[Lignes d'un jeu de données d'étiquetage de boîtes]
------------------------------------------------------------------------

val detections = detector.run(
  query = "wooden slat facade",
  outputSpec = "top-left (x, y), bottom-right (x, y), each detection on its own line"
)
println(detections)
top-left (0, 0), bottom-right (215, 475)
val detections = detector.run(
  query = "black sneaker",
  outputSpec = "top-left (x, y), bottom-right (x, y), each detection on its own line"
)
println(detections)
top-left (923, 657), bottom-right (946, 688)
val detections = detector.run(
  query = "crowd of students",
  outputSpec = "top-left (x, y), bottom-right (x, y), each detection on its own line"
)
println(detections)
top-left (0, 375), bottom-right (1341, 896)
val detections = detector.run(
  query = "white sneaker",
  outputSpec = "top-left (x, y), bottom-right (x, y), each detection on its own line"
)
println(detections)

------------------------------------------------------------------------

CONSIGNE DONNÉE: Pouvez-vous imprimer de nouveau toutes les lignes du matériel ci-dessus, à l'identique et sans rien y changer ?

RÉPONSE COMPLÈTE:
val detections = detector.run(
  query = "wooden slat facade",
  outputSpec = "top-left (x, y), bottom-right (x, y), each detection on its own line"
)
println(detections)
top-left (0, 0), bottom-right (215, 475)
val detections = detector.run(
  query = "black sneaker",
  outputSpec = "top-left (x, y), bottom-right (x, y), each detection on its own line"
)
println(detections)
top-left (923, 657), bottom-right (946, 688)
val detections = detector.run(
  query = "crowd of students",
  outputSpec = "top-left (x, y), bottom-right (x, y), each detection on its own line"
)
println(detections)
top-left (0, 375), bottom-right (1341, 896)
val detections = detector.run(
  query = "white sneaker",
  outputSpec = "top-left (x, y), bottom-right (x, y), each detection on its own line"
)
println(detections)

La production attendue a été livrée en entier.